The request:
Reproduce the records below, swapping every occurrence of "top-left" for "upper-left" and leaving all other text unchanged.

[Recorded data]
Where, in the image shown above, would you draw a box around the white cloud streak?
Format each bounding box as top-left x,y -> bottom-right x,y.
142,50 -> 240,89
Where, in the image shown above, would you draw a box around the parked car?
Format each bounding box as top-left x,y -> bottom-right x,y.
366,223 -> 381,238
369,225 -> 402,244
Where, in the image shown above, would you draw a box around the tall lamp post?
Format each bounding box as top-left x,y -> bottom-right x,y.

Response to the task:
Where, in the image shown above, would you draw a box around the white cloud streak?
Format each bounding box as upper-left x,y -> bottom-right x,y.
142,50 -> 240,89
Where, in the image shown above, would you draw a box around the parked car?
Format each bounding box as upper-left x,y -> bottom-right x,y.
366,223 -> 381,238
369,225 -> 402,244
Where, in the image shown above, would you draw a box around the tall lamp post?
Format each bounding box as upper-left x,y -> bottom-right x,y.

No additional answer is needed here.